* _Document passage_
::::

# The Curious Case of Stobe the Hobo



## Devil's Advocate

Although mentioned a couple times here and there in passing, I don't think there has ever been a thread about James Stobie. I found Stobe to be an interesting mix of inquisitive philosopher, starving artist, and carefree adventurer. Stobe the Hobo's videos alternated between vaguely encouraging and actively disparaging the lost art of freight hopping. At various times he both mocked and praised those who longed to follow in his footsteps. Stobe expressed a fluid combination of sentimental longing and stoic cynicism that often devolved into confusing rants. His videos demonstrated a wealth of operational knowledge but there were also countless instances of extremely poor decision making and blatantly dangerous behavior, some of which he acknowledged and others which he ignored or glossed over. Eventually these gambles caught up with James and he lost his life. I could never quite make up my mind about Stobe. He walked an odd path that seemed to serve as a warning against living too recklessly, but perhaps there was a secondary lesson about the mind numbing pitfalls of conformist maturity. I made this thread because I was curious if other members ever bumped into Stobe's videos, and if so what they thought about him. If you've never seen a Stobe video I've included a playlist below.

https://www.youtube.com/playlist?list=PLooFWMJbNy6HbqeniUS1wCYG5agvf5vnT

https://www.dailydot.com/upstream/stobe-the-hobo-dath/


----------



## SarahZ

I don't know why I assumed he'd be older.

Thanks for the links. I'll definitely watch some of his videos after work tomorrow. They sound fascinating.


----------



## BuffaloBoy

I watched all of Stobie's videos that I could find! I have always had a wanderlust and was fascinated by that guy (RIP). I hitchhiked around the country many times in the early 70's after I got out of the Army and only stopped when I got the call from Conrail. I became a brakeman running Lines West out of Buffalo to Cleveland for the most part and saw quite a few hobos and saw a few of them hurt pretty badly, some fatal. I only lasted on the railroad for 4 years before the many layoffs caused me to look elsewhere for employment. I still had that wanderlust, but never even considered hopping a train after my experiences. Still fascinated about it though and Stobie finally fufilled my fantasy for me.

::::

* _Records provided_
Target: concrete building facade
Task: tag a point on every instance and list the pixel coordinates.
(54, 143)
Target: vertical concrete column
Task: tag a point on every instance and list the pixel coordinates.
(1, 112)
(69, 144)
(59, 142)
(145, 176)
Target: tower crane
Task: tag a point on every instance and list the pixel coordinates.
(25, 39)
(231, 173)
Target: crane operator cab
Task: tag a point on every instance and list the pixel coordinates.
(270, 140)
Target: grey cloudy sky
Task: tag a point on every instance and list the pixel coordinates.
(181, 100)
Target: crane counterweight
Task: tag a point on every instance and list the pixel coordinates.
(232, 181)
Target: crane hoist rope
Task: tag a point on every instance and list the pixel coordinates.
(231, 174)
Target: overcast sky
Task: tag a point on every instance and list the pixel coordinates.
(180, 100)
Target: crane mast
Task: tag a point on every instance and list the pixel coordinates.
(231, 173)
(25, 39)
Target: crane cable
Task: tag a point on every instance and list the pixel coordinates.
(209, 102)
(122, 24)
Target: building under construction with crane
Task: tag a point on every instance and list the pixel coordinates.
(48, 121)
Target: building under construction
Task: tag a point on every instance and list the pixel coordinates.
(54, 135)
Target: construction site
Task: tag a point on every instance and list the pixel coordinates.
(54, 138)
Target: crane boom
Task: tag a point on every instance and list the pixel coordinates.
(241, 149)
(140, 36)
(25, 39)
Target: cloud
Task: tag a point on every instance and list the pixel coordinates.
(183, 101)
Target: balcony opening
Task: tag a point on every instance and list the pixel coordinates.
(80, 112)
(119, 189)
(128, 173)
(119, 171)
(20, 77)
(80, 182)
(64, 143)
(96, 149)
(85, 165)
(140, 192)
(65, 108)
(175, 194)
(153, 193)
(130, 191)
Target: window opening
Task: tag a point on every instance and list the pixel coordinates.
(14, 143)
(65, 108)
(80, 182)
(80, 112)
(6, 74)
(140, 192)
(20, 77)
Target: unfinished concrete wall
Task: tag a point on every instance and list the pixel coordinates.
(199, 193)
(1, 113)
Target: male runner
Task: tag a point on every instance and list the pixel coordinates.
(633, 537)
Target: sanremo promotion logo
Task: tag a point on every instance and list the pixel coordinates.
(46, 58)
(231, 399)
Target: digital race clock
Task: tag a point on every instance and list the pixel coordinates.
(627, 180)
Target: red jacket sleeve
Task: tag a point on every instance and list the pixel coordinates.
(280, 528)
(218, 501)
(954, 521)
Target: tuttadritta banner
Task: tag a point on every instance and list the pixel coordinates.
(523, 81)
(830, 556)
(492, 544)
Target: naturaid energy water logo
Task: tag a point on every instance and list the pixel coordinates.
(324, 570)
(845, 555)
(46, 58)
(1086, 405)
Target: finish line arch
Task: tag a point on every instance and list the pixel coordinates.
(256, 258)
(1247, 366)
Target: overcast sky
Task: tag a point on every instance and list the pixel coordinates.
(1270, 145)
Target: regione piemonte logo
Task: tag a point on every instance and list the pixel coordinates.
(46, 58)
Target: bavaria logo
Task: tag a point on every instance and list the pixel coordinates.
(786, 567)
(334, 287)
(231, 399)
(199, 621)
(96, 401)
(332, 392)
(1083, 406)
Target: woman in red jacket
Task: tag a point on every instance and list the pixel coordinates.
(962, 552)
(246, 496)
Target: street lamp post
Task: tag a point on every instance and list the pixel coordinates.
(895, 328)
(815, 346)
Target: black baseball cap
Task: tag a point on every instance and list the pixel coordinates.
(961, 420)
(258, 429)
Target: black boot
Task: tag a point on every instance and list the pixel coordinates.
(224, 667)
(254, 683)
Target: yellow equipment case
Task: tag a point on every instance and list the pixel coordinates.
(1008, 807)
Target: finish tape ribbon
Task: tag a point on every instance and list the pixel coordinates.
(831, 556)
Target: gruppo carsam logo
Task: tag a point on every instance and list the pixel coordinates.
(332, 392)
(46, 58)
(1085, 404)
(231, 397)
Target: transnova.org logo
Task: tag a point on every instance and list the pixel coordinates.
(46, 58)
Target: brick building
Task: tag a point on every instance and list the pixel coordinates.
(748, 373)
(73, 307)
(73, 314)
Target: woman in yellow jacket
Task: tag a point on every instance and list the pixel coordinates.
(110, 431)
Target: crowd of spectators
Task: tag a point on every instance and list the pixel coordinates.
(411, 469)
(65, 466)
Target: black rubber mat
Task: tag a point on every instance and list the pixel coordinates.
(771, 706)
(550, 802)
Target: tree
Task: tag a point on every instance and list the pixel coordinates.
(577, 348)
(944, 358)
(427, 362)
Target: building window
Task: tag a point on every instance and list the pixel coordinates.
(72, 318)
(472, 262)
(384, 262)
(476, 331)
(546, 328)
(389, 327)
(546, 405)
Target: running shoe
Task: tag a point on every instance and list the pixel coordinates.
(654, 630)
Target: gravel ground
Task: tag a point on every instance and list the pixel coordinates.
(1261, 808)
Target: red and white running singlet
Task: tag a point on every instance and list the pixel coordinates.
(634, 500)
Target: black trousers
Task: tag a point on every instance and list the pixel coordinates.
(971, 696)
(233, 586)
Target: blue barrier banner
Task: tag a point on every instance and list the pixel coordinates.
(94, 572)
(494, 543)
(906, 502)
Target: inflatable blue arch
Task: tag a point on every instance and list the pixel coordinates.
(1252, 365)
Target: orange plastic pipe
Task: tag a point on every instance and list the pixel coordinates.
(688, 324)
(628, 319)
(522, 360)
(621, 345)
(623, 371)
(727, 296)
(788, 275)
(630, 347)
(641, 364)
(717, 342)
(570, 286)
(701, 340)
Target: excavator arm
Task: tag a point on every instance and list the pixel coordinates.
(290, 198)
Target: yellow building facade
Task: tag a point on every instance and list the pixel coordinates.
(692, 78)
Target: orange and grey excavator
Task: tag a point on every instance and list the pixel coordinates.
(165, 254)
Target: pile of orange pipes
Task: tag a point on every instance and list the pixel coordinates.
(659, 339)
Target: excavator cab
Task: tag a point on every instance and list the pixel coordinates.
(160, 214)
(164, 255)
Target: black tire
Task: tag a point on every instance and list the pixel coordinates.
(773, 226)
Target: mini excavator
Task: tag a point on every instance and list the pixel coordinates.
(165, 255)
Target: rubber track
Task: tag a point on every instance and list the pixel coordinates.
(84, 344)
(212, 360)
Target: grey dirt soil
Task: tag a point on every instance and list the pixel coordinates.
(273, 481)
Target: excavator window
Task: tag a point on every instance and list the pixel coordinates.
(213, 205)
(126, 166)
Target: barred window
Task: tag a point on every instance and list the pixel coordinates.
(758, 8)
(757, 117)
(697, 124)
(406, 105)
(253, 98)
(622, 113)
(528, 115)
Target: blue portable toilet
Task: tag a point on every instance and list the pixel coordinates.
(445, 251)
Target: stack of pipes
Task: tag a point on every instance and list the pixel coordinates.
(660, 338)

::::

* _Problems and tasks_
1. In the Stobe the Hobo thread, which railroad did BuffaloBoy get a call from before becoming a brakeman?
2. Please write what comes next in the Stobe the Hobo thread, picking up after its last post.
The records have nothing to do with what is asked here.

* _Answers_
1. Conrail.

2.
----------



## Barb Stout

Awesome! I am in the habit of random clicking during videos such as these and on the second click, I watched him walk around the tracks in Fargo at exactly the place where I was almost run down by an early morning train when my shoe got caught in the track years ago. I was just about to start taking that shoe off so I could get off the track when it finally came free and I got away. The train wasn't that close, but nevertheless I still remember it with energy some 40 years later.


----------



## mlanoue

Yes, I've watched a lot of Stobe's videos over the past year. Usually very informative, kinda sad at times, but always entertaining. I never could figure him out, but I liked his tours of the towns he was stuck in. I'm guessing it's he who plays the piano during those little montage sequences. Talented guy to put these videos together. Each one runs about 22 minutes--as if he were producing a regular TV series. 

Another one I enjoyed watching was Brave Dave's Big Fat Freight Hop. That one had me legitimately on the edge of my seat a few times. Great to watch, but this stuff is way too dangerous for people to be doing.


----------



## drdumont

I've seen some pros and seen some tyros. Some of the latter have to be classed as the luckiest people on Earth, they've pulled some really dumb stunts and I guess got away with them. But I guess everyone has to learn...
Jim Stobie was entertaining at times, annoying at times, and a mediocre piano player at best. Yes, he played the piano for his productions.
He had lots of knowledge about train movements, but for some reason never took advantage of GPS, solar recharging, or the other tools some of us take for granted. I could have done without his tirades on political issues and such, and disparaging remarks about people's hometowns and lifestyles, but the scenery and all made up for the annoyances.
His Achilles heel, and presumably his ultimate downfall, was alcohol. Doing what he did with a snootfull was a very bad idea. Apparently (sober or not), he didn't hear an approaching Amtrak while on a bridge with little avenue of escape. It appears he tried to lie down in the four foot, but the train snagged his backpack and - well - that was the end.
To me, he appealed to my love of trains, fantasies of adventures, and maybe a little thought of my lost youth. He and the rest of his kind are obviously trespassers, a hindrance to good order and proper railroad operation, but there is that Peter Pan thing...


----------



## Asher

Interesting! Thanks for the link DA, and enjoyed all the comments. I've been reading Jack Kerouac traveling stories and this guy seams cut from the same mold.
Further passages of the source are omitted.